-------- Source data

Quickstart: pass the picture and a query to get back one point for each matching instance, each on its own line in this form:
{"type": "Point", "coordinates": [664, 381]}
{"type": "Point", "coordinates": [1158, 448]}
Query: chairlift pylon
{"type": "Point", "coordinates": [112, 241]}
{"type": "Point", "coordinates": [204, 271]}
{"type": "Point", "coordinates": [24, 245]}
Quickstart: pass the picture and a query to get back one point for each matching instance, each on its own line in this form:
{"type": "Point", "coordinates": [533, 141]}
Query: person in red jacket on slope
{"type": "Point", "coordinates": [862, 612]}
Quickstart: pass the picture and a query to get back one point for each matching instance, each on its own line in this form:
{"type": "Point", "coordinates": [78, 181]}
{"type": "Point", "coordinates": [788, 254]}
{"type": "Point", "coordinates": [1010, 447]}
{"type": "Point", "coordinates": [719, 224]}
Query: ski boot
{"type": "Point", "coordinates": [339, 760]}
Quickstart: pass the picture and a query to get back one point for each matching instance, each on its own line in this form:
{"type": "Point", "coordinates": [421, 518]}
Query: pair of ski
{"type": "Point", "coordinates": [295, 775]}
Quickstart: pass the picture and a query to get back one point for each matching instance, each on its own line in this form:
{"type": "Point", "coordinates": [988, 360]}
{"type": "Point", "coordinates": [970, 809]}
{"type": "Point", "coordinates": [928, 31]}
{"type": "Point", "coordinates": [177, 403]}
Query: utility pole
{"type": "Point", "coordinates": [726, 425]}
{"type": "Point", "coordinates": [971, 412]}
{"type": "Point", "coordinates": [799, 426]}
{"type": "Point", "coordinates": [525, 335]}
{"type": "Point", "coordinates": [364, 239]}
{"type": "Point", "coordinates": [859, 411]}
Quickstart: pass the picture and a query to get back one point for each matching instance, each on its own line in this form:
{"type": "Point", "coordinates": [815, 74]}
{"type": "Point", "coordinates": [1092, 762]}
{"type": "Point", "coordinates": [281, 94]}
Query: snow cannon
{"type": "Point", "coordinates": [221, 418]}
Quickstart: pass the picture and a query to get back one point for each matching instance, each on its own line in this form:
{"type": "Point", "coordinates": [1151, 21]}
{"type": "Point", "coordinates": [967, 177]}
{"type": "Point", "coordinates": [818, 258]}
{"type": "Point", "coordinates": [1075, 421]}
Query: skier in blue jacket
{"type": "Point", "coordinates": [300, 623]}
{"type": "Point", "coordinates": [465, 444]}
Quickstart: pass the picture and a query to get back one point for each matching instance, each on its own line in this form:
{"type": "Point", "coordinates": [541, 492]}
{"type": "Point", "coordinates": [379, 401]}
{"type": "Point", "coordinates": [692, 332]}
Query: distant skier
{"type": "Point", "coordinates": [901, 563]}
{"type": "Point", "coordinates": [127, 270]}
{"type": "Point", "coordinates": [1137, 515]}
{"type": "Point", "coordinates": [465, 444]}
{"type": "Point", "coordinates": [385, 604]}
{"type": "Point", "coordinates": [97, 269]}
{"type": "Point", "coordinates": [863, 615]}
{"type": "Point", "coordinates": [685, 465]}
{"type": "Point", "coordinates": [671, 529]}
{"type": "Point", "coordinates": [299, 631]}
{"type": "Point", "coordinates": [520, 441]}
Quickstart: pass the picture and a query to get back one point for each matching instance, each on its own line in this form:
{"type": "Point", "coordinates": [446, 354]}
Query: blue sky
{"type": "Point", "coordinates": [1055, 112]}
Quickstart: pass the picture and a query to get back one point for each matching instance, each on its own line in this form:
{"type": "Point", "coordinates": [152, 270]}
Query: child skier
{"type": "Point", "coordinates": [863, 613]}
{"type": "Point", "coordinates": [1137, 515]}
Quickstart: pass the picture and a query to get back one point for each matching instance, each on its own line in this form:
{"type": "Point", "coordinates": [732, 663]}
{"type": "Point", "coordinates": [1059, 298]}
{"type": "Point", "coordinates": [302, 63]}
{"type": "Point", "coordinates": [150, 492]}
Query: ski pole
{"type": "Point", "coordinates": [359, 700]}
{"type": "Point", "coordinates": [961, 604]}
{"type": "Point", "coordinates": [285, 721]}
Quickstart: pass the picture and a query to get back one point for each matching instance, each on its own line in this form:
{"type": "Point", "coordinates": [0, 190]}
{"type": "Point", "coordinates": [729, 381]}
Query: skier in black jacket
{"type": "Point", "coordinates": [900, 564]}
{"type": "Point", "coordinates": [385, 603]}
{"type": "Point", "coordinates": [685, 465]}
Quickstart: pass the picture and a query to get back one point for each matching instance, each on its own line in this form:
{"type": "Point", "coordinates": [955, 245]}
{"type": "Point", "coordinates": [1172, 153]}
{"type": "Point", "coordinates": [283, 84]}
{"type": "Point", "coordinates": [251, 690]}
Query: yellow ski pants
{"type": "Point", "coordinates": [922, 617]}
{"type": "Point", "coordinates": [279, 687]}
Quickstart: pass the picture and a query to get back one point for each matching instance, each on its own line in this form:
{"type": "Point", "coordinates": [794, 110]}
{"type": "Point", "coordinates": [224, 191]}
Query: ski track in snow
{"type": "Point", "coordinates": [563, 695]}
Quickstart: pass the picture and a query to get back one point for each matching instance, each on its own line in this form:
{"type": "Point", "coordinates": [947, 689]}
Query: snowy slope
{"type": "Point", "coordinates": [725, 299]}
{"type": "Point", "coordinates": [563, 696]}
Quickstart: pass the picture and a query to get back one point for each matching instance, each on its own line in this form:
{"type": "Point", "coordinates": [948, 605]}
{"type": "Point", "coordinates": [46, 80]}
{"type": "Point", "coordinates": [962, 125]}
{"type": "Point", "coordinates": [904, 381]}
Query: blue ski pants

----------------

• Written instruction: Reproduce all data above, unchanged.

• Result of this task:
Quickstart: pass the picture and a query to get back one point for each matching instance, each on its own line in this form:
{"type": "Point", "coordinates": [664, 381]}
{"type": "Point", "coordinates": [1158, 448]}
Query: chairlift pylon
{"type": "Point", "coordinates": [112, 241]}
{"type": "Point", "coordinates": [204, 271]}
{"type": "Point", "coordinates": [24, 245]}
Quickstart: pass the picture and a query to get back one point for each matching instance, each on its own line in this form:
{"type": "Point", "coordinates": [533, 141]}
Query: person in red jacket on slope
{"type": "Point", "coordinates": [862, 612]}
Quickstart: pass the picture and a query to get back one point for each matching instance, each on its own line in this form:
{"type": "Point", "coordinates": [78, 181]}
{"type": "Point", "coordinates": [788, 254]}
{"type": "Point", "coordinates": [1010, 447]}
{"type": "Point", "coordinates": [719, 224]}
Query: ski boot
{"type": "Point", "coordinates": [339, 760]}
Quickstart: pass the picture and a query to get back one point for each matching instance, each on its own line in this form:
{"type": "Point", "coordinates": [421, 518]}
Query: pair of ski
{"type": "Point", "coordinates": [295, 775]}
Quickstart: pass the picture and a query to get back one point for each matching instance, each on its own line in this form:
{"type": "Point", "coordinates": [988, 360]}
{"type": "Point", "coordinates": [970, 809]}
{"type": "Point", "coordinates": [928, 31]}
{"type": "Point", "coordinates": [177, 403]}
Query: utility pole
{"type": "Point", "coordinates": [726, 425]}
{"type": "Point", "coordinates": [971, 412]}
{"type": "Point", "coordinates": [799, 426]}
{"type": "Point", "coordinates": [525, 335]}
{"type": "Point", "coordinates": [364, 239]}
{"type": "Point", "coordinates": [859, 411]}
Quickstart: pass the picture and a query to get back one point for each matching instance, each on its own line in this form:
{"type": "Point", "coordinates": [815, 74]}
{"type": "Point", "coordinates": [1092, 762]}
{"type": "Point", "coordinates": [281, 94]}
Query: snow cannon
{"type": "Point", "coordinates": [221, 418]}
Quickstart: pass the picture and a query to get back one point for each matching instance, each on its own line in this form:
{"type": "Point", "coordinates": [1151, 21]}
{"type": "Point", "coordinates": [967, 177]}
{"type": "Point", "coordinates": [818, 258]}
{"type": "Point", "coordinates": [1075, 421]}
Query: skier in blue jacket
{"type": "Point", "coordinates": [300, 623]}
{"type": "Point", "coordinates": [465, 444]}
Quickstart: pass the picture and a query to get back one point for each matching instance, each on its own line in this form:
{"type": "Point", "coordinates": [541, 492]}
{"type": "Point", "coordinates": [379, 401]}
{"type": "Point", "coordinates": [692, 332]}
Query: distant skier
{"type": "Point", "coordinates": [901, 563]}
{"type": "Point", "coordinates": [127, 270]}
{"type": "Point", "coordinates": [1137, 515]}
{"type": "Point", "coordinates": [465, 444]}
{"type": "Point", "coordinates": [385, 604]}
{"type": "Point", "coordinates": [97, 269]}
{"type": "Point", "coordinates": [863, 615]}
{"type": "Point", "coordinates": [685, 465]}
{"type": "Point", "coordinates": [671, 529]}
{"type": "Point", "coordinates": [299, 631]}
{"type": "Point", "coordinates": [520, 441]}
Quickstart: pass the picture and a query to get back one point for each matching instance, each on its own line in this form:
{"type": "Point", "coordinates": [446, 354]}
Query: blue sky
{"type": "Point", "coordinates": [1055, 112]}
Quickstart: pass the picture and a query to get back one point for each matching instance, each on its own line in this form:
{"type": "Point", "coordinates": [152, 270]}
Query: child skier
{"type": "Point", "coordinates": [863, 613]}
{"type": "Point", "coordinates": [1137, 515]}
Quickstart: pass the picture and a query to get back one point for each matching instance, each on its own line in this form:
{"type": "Point", "coordinates": [732, 663]}
{"type": "Point", "coordinates": [1059, 298]}
{"type": "Point", "coordinates": [302, 63]}
{"type": "Point", "coordinates": [150, 492]}
Query: ski pole
{"type": "Point", "coordinates": [359, 700]}
{"type": "Point", "coordinates": [961, 604]}
{"type": "Point", "coordinates": [285, 721]}
Quickstart: pass the picture and a query to get back one point for each matching instance, each on its own line in this form:
{"type": "Point", "coordinates": [0, 190]}
{"type": "Point", "coordinates": [729, 381]}
Query: skier in black jacket
{"type": "Point", "coordinates": [900, 564]}
{"type": "Point", "coordinates": [385, 603]}
{"type": "Point", "coordinates": [685, 465]}
Quickstart: pass the picture and a query to get back one point for each matching instance, each on its own line in this form:
{"type": "Point", "coordinates": [955, 245]}
{"type": "Point", "coordinates": [1172, 153]}
{"type": "Point", "coordinates": [283, 84]}
{"type": "Point", "coordinates": [251, 690]}
Query: yellow ski pants
{"type": "Point", "coordinates": [922, 617]}
{"type": "Point", "coordinates": [279, 687]}
Quickstart: pass the picture and a query to get back one point for each matching instance, each on its own line in this form:
{"type": "Point", "coordinates": [794, 110]}
{"type": "Point", "coordinates": [224, 191]}
Query: ski track in snow
{"type": "Point", "coordinates": [563, 695]}
Quickstart: pass the picture and a query to get back one point for each matching instance, each on its own line in this form:
{"type": "Point", "coordinates": [947, 689]}
Query: snowy slope
{"type": "Point", "coordinates": [725, 299]}
{"type": "Point", "coordinates": [563, 696]}
Quickstart: pass the picture and a query to get back one point for each matching instance, each on its own line in this form:
{"type": "Point", "coordinates": [948, 605]}
{"type": "Point", "coordinates": [46, 80]}
{"type": "Point", "coordinates": [962, 125]}
{"type": "Point", "coordinates": [904, 381]}
Query: blue ski pants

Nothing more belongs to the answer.